Requirement 1 -> In the chat about Kafka and Onyx, do these statements agree with the text? (a) The tech lead left for vacation after specifying Kafka. (b) The devops guy wants Kafka replaced with Redis. (c) The client expects the data to come back immediately. Answer yes or no for each, quoting the deciding words.

Document ->
* * * * * * *

I got hung up on kafka (bad error reporting, the overly verbose log output actually made it harder to figure out what was going on) which was a precondition to using onyx in my project. I have that sorted out now and am this close to actually using onyx in anger.

michaeldrogalis14:07:27

Kafka's a toughie to get a handle on.

michaeldrogalis14:07:51

Are you guys using replication and partitioning, too?

noisesmith14:07:44

No, not really. I don't think my tech lead realized what he was signing up for when he told me to use kafka, and he left for vacation after speccing that.

noisesmith14:07:24

"we wanted a nice snack, so we built a high-throughput state of the art cookie factory, and set up a garage with a fleet of delivery vehicles"

noisesmith14:07:49

so now we have this nice infrastructure, if we ever actually needed it...

michaeldrogalis14:07:02

Sounds about right. Almost seems like you could have used something like Durable Queue?

noisesmith14:07:34

devops guy is still pushing for replacing kafka with sqs

michaeldrogalis14:07:13

What do people do when they want to test locally with SQS?

noisesmith14:07:38

there's an in-memory impl

noisesmith14:07:57

which of course has even worse performance (not that sqs is even meant to be fast in the best of cases)

michaeldrogalis14:07:04

Oh good. A few years ago I used it and that didn't exist. Nice.

noisesmith14:07:26

In our use case we could use something pretty low tech actually. The client doesn't expect the data to come back immediately (lag times in the order of minutes are fine), and is smart enough to retry if it doesn't get a result after some period of time also.

michaeldrogalis14:07:53

At least you're onto the fun part of the project now 😛

noisesmith14:07:53

classic back-burner batch job stuff

noisesmith15:07:17

onyx is looking nice so far - I have yet another type of logging in my repls

noisesmith15:07:00

(stack traces, printlns, java logger output, timbre output, and now color-coded stack traces sometimes as well)

noisesmith15:07:58

it's actually kind of useful because I can tell by the shape / color of the text which part of the app is talking, lol

michaeldrogalis15:07:52

0.7.0 should be out in about 3 weeks. We're shipping a very large performance increase.

noisesmith15:07:46

any particular places where the api is changing?

* * * * * * *

Requirement 2 -> Rewrite the listing as a JSON list of strings, one for each line, leaving out blank lines. Begin at the first line of the listing and stop after the line that contains "column 883, row 293".

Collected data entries
* * * * * * *

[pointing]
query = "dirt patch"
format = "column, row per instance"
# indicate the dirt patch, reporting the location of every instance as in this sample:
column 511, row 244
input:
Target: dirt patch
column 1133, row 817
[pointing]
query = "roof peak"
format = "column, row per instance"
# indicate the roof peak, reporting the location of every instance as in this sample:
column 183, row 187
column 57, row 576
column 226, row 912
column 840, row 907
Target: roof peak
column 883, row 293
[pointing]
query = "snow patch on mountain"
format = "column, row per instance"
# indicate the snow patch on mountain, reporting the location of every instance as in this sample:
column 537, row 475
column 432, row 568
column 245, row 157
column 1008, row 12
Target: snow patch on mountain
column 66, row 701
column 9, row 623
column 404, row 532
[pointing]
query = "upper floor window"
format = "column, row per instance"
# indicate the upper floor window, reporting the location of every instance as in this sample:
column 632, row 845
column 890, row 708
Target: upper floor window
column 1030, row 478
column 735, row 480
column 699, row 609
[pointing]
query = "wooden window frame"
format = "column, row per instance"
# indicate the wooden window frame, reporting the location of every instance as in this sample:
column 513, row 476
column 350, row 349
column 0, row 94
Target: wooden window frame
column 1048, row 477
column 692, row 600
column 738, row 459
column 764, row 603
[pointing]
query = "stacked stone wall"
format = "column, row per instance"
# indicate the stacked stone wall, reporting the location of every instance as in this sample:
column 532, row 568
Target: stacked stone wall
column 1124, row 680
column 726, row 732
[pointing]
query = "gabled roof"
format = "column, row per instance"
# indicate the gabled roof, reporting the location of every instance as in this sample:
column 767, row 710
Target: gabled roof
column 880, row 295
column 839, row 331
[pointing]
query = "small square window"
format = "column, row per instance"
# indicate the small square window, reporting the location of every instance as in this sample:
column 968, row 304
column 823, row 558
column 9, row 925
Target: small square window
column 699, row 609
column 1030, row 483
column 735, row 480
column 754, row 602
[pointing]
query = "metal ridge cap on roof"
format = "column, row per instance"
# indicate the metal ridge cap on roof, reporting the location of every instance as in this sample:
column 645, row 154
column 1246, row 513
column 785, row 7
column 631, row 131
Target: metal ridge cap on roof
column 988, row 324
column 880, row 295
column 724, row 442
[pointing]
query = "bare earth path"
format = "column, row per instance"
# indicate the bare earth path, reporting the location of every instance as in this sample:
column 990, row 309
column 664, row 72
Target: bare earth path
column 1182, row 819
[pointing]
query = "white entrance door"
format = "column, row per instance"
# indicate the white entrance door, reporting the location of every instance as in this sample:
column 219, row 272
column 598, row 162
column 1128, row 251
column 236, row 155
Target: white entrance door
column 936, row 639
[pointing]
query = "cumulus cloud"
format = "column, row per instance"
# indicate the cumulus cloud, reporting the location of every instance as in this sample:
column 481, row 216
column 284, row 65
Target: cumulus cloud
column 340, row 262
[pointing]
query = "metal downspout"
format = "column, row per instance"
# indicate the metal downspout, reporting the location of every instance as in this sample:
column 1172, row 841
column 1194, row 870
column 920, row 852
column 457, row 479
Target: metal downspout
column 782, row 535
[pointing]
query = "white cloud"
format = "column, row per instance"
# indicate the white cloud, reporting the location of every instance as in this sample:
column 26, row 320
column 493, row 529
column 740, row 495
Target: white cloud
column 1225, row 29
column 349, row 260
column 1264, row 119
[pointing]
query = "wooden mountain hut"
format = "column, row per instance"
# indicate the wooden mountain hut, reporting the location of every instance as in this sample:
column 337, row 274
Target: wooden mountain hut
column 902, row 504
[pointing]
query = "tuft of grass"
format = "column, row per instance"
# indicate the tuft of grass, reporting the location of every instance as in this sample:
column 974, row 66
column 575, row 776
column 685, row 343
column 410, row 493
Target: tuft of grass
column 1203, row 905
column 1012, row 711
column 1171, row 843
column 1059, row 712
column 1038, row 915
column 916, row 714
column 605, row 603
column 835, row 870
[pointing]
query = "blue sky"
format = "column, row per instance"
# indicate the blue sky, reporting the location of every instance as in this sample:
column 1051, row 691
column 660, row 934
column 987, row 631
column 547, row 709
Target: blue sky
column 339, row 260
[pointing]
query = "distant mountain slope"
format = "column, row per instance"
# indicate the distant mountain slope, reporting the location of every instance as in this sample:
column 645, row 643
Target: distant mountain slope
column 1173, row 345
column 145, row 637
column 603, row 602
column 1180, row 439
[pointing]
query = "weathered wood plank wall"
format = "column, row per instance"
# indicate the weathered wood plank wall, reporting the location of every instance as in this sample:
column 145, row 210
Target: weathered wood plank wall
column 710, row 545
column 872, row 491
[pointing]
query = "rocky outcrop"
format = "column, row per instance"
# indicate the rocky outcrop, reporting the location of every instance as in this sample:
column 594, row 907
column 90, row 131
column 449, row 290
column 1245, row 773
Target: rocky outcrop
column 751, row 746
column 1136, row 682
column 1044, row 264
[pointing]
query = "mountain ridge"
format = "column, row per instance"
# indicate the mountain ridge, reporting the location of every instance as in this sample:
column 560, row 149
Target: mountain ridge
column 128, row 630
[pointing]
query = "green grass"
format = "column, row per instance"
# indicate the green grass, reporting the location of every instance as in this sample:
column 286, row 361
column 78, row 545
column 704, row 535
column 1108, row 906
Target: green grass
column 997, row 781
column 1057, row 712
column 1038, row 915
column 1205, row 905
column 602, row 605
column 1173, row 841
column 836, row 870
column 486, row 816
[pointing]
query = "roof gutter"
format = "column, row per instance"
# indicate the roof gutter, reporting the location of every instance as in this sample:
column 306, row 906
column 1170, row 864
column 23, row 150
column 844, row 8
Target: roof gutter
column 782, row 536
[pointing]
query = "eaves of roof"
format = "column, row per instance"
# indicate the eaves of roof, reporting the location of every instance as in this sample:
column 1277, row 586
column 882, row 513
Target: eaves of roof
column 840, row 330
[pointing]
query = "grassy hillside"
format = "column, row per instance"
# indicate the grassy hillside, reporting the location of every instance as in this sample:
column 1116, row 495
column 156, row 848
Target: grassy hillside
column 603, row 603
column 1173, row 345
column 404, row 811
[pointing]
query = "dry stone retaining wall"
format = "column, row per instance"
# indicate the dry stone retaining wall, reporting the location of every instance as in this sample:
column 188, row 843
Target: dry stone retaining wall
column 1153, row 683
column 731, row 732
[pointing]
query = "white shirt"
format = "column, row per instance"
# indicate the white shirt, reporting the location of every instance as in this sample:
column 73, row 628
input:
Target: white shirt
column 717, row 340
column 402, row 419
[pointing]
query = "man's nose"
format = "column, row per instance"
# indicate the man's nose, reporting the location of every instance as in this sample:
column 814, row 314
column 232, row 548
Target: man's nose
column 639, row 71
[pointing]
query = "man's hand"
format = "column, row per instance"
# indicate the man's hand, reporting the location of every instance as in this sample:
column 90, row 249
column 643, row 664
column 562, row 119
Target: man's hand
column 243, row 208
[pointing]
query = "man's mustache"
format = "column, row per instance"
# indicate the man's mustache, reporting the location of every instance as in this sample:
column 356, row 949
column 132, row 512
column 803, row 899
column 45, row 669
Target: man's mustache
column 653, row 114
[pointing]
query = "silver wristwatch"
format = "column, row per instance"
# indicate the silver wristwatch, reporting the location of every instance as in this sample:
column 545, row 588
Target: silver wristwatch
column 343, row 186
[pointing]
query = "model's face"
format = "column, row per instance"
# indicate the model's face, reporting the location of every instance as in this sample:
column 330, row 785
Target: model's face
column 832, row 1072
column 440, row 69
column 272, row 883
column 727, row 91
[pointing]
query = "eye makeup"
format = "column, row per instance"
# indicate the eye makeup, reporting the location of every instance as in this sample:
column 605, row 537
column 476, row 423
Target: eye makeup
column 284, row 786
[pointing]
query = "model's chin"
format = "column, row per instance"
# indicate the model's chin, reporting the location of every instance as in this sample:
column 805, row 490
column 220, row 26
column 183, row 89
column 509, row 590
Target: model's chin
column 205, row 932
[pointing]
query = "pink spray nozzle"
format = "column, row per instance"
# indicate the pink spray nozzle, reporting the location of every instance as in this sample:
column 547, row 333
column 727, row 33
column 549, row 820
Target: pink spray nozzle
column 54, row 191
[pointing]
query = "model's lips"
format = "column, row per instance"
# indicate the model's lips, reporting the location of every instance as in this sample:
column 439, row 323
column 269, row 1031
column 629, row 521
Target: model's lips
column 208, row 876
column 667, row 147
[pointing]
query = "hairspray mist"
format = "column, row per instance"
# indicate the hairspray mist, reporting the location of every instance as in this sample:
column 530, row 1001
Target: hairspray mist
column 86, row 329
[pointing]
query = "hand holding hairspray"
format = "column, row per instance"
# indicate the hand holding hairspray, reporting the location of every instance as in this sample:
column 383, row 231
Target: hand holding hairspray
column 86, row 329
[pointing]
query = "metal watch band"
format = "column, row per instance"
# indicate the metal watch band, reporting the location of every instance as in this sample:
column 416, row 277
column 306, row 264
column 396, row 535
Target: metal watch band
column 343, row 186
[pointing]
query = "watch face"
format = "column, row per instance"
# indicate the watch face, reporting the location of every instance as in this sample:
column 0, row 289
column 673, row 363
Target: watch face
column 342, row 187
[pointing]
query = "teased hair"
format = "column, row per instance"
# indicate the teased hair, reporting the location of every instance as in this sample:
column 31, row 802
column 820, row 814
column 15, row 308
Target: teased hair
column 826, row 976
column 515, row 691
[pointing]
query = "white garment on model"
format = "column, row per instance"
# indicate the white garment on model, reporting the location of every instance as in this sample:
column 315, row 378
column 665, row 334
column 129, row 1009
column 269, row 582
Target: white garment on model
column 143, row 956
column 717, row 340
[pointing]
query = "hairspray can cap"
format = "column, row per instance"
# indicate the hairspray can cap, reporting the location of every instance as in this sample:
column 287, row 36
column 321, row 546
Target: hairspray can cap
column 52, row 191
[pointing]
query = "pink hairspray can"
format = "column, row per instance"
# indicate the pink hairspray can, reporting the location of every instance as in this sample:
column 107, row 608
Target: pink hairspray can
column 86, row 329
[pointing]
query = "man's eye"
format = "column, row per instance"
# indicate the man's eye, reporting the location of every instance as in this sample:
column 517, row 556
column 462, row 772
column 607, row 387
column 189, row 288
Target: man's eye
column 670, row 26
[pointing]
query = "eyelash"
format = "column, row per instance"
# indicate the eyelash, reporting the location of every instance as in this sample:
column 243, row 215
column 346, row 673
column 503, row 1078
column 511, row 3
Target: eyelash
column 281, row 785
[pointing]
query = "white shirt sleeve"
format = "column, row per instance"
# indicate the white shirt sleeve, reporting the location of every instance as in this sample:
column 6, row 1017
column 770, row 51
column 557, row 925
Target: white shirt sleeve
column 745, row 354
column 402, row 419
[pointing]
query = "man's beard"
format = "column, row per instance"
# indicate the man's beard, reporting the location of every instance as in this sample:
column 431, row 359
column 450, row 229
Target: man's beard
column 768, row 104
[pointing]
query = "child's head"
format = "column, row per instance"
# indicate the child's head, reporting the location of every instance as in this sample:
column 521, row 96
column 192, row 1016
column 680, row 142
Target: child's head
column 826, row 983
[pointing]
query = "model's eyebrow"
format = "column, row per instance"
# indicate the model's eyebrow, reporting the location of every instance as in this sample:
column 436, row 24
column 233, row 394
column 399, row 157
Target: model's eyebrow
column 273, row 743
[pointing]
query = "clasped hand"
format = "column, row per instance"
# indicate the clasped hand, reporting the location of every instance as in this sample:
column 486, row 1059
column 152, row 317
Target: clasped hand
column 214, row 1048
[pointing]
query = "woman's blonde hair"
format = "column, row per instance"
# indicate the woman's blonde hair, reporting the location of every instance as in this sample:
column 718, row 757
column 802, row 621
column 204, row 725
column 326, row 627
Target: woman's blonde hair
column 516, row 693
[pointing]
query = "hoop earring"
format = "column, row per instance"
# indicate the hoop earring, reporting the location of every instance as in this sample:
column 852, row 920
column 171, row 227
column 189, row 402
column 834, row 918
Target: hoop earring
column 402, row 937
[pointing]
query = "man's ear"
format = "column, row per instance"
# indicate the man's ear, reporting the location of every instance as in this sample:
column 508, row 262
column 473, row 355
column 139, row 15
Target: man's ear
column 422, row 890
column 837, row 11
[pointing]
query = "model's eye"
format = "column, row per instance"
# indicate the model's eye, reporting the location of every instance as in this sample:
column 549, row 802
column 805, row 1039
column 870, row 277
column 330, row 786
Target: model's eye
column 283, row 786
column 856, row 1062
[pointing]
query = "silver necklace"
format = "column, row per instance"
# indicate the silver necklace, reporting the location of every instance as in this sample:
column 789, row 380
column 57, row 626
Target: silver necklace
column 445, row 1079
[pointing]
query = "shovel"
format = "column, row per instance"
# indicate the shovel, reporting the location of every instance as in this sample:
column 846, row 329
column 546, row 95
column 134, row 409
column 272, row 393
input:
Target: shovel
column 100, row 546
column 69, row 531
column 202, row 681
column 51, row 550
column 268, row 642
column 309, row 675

* * * * * * *

Solution 1 ->
(a) Yes: "he left for vacation after speccing that."
(b) No: "devops guy is still pushing for replacing kafka with sqs"
(c) No: "The client doesn't expect the data to come back immediately (lag times in the order of minutes are fine)"

Solution 2 ->
[
  "[pointing]",
  "query = \"dirt patch\"",
  "format = \"column, row per instance\"",
  "# indicate the dirt patch, reporting the location of every instance as in this sample:",
  "column 511, row 244",
  "input:",
  "Target: dirt patch",
  "column 1133, row 817",
  "[pointing]",
  "query = \"roof peak\"",
  "format = \"column, row per instance\"",
  "# indicate the roof peak, reporting the location of every instance as in this sample:",
  "column 183, row 187",
  "column 57, row 576",
  "column 226, row 912",
  "column 840, row 907",
  "Target: roof peak",
  "column 883, row 293"
]